Your reply should be the records below, duplicated exactly, with any picture removed.

Items from a data source:
BEGIN

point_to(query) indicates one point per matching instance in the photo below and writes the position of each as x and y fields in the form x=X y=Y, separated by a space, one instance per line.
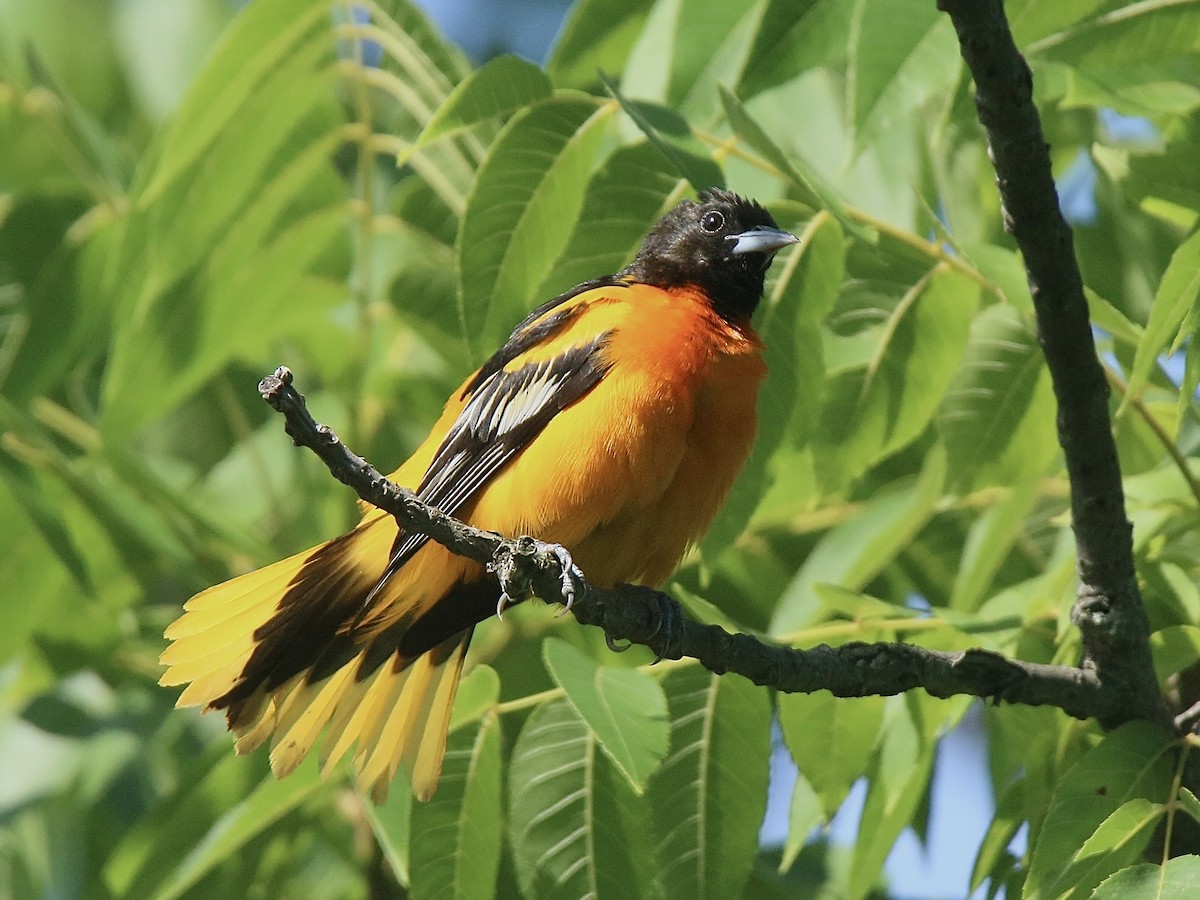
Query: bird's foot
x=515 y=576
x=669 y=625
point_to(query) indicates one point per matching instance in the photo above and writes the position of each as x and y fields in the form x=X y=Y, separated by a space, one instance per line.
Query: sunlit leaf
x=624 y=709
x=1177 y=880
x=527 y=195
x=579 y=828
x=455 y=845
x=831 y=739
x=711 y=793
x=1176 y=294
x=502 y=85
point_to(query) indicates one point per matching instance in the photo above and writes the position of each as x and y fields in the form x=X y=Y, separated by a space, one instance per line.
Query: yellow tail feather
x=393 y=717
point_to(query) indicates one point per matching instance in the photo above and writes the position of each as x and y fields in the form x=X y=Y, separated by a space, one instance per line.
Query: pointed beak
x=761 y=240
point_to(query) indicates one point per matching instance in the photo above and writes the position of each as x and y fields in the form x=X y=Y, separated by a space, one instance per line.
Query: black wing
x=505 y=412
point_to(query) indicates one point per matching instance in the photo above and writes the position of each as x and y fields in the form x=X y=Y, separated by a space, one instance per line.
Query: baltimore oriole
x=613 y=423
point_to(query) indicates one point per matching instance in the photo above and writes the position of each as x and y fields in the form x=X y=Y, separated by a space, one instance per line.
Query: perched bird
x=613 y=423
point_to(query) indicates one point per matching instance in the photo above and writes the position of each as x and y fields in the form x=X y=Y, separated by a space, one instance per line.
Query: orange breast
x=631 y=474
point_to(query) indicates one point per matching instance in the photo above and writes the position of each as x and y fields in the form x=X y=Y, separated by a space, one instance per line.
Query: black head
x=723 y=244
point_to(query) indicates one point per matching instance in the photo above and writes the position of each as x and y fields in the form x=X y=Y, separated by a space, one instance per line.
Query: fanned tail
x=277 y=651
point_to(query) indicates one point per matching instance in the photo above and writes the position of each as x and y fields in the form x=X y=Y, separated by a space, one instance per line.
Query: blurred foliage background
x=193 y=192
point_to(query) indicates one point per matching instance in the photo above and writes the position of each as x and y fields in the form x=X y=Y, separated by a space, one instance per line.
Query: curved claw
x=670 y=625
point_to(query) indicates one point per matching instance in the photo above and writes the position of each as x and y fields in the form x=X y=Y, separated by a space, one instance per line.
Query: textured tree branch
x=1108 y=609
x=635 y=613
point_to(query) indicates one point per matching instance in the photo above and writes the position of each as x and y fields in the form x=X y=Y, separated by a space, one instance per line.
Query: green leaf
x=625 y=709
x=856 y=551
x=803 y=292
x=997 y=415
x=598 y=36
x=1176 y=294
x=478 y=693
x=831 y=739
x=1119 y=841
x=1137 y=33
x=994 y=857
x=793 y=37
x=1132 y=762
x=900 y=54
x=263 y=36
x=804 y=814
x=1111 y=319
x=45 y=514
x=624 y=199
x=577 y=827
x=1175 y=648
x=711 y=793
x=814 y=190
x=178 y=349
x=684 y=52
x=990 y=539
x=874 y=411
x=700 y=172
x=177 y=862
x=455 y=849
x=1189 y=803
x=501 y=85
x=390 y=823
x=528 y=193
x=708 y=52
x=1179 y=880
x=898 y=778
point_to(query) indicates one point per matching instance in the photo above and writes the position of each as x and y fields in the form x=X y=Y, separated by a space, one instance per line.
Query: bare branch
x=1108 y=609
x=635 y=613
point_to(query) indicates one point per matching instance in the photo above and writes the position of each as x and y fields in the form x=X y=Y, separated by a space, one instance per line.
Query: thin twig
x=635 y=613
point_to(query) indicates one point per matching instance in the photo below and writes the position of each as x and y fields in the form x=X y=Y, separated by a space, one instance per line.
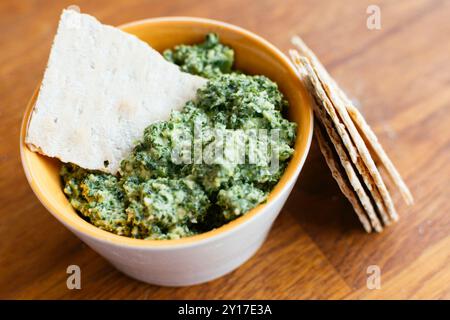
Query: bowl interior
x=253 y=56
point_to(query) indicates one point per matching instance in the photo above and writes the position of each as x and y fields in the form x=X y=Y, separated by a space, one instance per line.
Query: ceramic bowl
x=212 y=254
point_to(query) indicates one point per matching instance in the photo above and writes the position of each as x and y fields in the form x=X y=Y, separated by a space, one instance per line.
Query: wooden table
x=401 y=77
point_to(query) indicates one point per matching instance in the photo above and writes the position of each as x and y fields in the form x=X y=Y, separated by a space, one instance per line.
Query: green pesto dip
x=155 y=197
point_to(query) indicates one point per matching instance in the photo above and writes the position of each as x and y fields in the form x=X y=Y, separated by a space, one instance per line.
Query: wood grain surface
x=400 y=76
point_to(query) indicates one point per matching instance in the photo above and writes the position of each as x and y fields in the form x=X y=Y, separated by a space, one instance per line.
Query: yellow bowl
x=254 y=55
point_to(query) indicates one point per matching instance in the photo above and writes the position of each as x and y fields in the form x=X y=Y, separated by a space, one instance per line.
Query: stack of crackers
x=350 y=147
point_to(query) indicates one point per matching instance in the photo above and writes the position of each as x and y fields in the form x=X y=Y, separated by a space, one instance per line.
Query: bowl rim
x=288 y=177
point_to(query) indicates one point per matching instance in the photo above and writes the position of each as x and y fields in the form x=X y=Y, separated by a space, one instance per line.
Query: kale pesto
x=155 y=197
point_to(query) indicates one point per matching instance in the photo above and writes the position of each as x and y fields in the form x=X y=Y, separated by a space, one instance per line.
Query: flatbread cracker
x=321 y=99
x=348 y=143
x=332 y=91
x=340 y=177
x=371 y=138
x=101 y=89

END

* WRITTEN SOLUTION *
point_to(query) indicates one point per matching instance in the photo below and writes the position of each as x and y fields in the form x=X y=Y, separated by a space, one instance per line.
Query: bird's foot
x=515 y=576
x=669 y=625
point_to(query) indicates one point per matching instance in the photo above and writes the position of each as x and y fields in the form x=X y=Y, separated by a space, one instance per line.
Query: sunlit leaf
x=624 y=709
x=1177 y=880
x=527 y=195
x=579 y=828
x=455 y=845
x=831 y=739
x=711 y=793
x=1176 y=294
x=502 y=85
point_to(query) indicates one point per matching instance in the photo above and writes the position of each as x and y fields in the form x=X y=Y, separated by a space, one instance per line.
Query: yellow tail feather
x=393 y=717
point_to(query) indicates one point per matching instance in the photo above and writes the position of each as x and y fields in the form x=X y=Y, separated by a space, one instance per line.
Query: pointed beak
x=761 y=240
point_to(query) indicates one point per matching instance in the photo above and writes the position of each as x and y fields in the form x=X y=Y, separated by a space, one instance per line.
Query: black wing
x=505 y=412
point_to(query) indicates one point per matching instance in the photo above and writes the position of each as x and y fields in the form x=X y=Y, separated by a space, one instance per line.
Query: baltimore oriole
x=613 y=423
point_to(query) indicates one point per matching instance in the photo above and writes the position of each as x and y fields in the form x=X y=Y, separated by a space, one instance per line.
Query: perched bird
x=613 y=423
point_to(query) indicates one point per matching instance in the photo above and writes the position of each as x and y fields in the form x=X y=Y, separated by a space, one instance per line.
Query: orange breast
x=631 y=474
point_to(query) indicates one point per matching instance in the photo above and writes the position of each as x and y fields in the form x=X y=Y, separated by a space, one instance per line.
Query: black head
x=723 y=244
point_to(query) indicates one point per matching instance in the photo above and writes the position of each as x and y fields in the form x=X y=Y, separated by a space, one instance per line.
Query: fanned tail
x=277 y=651
point_to(query) indicates one point per matching instance in the photo above and writes the position of each as x and y fields in the form x=X y=Y, separated by a space, one instance per line.
Query: blurred foliage background
x=193 y=192
point_to(query) indicates one point per matching instance in the photo above and writes the position of each as x and y fields in the form x=X y=Y, separated by a space, one instance per line.
Query: curved claw
x=670 y=625
point_to(query) indicates one point per matching instance in the photo above and writes the position of each as x and y fields in the form x=X y=Y, separated by a space, one instance per line.
Query: textured tree branch
x=1108 y=609
x=635 y=613
point_to(query) indicates one point per matching instance in the photo above and writes the position of each as x and y fields in the form x=X y=Y, separated by a space, one instance per line.
Query: green leaf
x=625 y=709
x=856 y=551
x=803 y=292
x=997 y=415
x=598 y=36
x=1176 y=294
x=478 y=693
x=831 y=739
x=1119 y=841
x=1137 y=33
x=994 y=857
x=793 y=37
x=1132 y=762
x=900 y=54
x=263 y=36
x=804 y=814
x=1111 y=319
x=45 y=514
x=624 y=199
x=577 y=827
x=1175 y=648
x=711 y=793
x=814 y=190
x=178 y=349
x=684 y=52
x=990 y=539
x=874 y=411
x=700 y=172
x=177 y=862
x=455 y=849
x=1189 y=803
x=501 y=85
x=390 y=823
x=528 y=193
x=708 y=52
x=1179 y=880
x=898 y=778
point_to(query) indicates one point per matching instance in the photo above and writes the position of each as x and y fields in the form x=X y=Y, separated by a space, one instance per line.
Query: bare branch
x=1108 y=609
x=635 y=613
point_to(query) indicates one point per matching instance in the photo above and writes the position of each as x and y fields in the form x=X y=Y, separated by a space, one instance per line.
Query: thin twig
x=635 y=613
point_to(query) indicates one point per matching instance in the photo below and writes the position of each as x and y fields in the form x=X y=Y, separated by a space, one instance per line.
Query: bowl interior
x=253 y=56
point_to(query) indicates one point per matching instance in the photo above and writes the position of each as x and y fields in the form x=X y=Y, separated by a space, one instance per line.
Query: ceramic bowl
x=212 y=254
point_to(query) indicates one point per matching instance in the photo above and writes the position of each as x and y fields in the form x=X y=Y, separated by a space, one instance per line.
Query: wooden table
x=401 y=77
point_to(query) indicates one point per matching instance in the photo above and writes the position of each as x and y fields in the form x=X y=Y, separated by a space, one instance per line.
Query: green pesto dip
x=155 y=197
point_to(query) indicates one point per matching instance in the photo above and writes the position of each as x and y fields in the form x=X y=Y, separated by a space, one instance per line.
Query: wood grain surface
x=400 y=76
point_to(query) indicates one point per matching instance in the photo above and writes the position of each as x and y fields in the form x=X y=Y, separated by a space, one instance per line.
Query: yellow bowl
x=254 y=55
point_to(query) indicates one point per matching instance in the photo above and writes the position of each as x and y fields in the form x=X y=Y, separated by a space, one instance per line.
Query: stack of crackers
x=350 y=147
point_to(query) indicates one point per matching instance in the photo above and writes the position of each as x and y fields in the form x=X y=Y, separated by a space, one instance per line.
Query: bowl rim
x=288 y=177
point_to(query) indicates one point per matching instance in the photo above and writes the position of each as x and y fields in the form x=X y=Y, separated by a space, one instance per line.
Query: kale pesto
x=155 y=197
point_to(query) indicates one point per matching instance in the photo above and writes the position of each as x and y fields in the form x=X y=Y, separated by a space, one instance per line.
Query: flatbread cracker
x=321 y=99
x=348 y=143
x=332 y=91
x=340 y=177
x=371 y=138
x=101 y=89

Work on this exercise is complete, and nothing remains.